Give everything from the item containing "scan for: woman's leg" down to the end of the items as a two-column CSV with the columns "query" and "result", one row per item. Put each item's text and its answer in a single quoted field each, with line breaks turned into spaces.
START Data listing
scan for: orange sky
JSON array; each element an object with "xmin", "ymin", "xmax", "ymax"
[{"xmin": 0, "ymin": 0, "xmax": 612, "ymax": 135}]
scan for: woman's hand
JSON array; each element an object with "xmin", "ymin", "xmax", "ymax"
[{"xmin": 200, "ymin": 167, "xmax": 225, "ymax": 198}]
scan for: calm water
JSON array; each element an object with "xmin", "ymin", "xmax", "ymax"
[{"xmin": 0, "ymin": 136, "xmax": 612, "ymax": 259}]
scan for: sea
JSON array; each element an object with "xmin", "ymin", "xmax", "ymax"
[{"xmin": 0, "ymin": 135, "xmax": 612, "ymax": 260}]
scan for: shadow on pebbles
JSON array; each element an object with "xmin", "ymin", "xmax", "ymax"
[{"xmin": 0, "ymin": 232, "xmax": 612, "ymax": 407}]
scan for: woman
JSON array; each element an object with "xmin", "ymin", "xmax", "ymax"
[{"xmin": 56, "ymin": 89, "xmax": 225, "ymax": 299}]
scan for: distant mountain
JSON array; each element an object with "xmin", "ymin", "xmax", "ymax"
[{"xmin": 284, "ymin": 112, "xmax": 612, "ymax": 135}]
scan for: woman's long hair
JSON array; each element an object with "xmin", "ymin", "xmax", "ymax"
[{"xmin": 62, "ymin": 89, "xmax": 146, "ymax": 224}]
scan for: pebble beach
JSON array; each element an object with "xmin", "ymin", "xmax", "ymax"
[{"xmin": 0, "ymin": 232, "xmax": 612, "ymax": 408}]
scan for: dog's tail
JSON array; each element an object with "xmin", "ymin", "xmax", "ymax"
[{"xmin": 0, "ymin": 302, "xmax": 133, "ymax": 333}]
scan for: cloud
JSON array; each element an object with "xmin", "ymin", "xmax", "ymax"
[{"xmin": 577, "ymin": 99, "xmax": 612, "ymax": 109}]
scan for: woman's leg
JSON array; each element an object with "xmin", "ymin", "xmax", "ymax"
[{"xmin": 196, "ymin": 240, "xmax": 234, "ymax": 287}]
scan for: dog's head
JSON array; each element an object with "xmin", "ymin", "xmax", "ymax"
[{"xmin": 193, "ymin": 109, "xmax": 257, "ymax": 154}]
END Data listing
● Task solution:
query,result
"scan for: woman's leg JSON array; each element an object with ""xmin"", ""ymin"", ""xmax"", ""ymax""","[{""xmin"": 196, ""ymin"": 240, ""xmax"": 234, ""ymax"": 287}]"
"scan for: dog's head JSON array; each element an object with ""xmin"", ""ymin"", ""xmax"", ""ymax""","[{""xmin"": 193, ""ymin"": 109, ""xmax"": 257, ""ymax"": 154}]"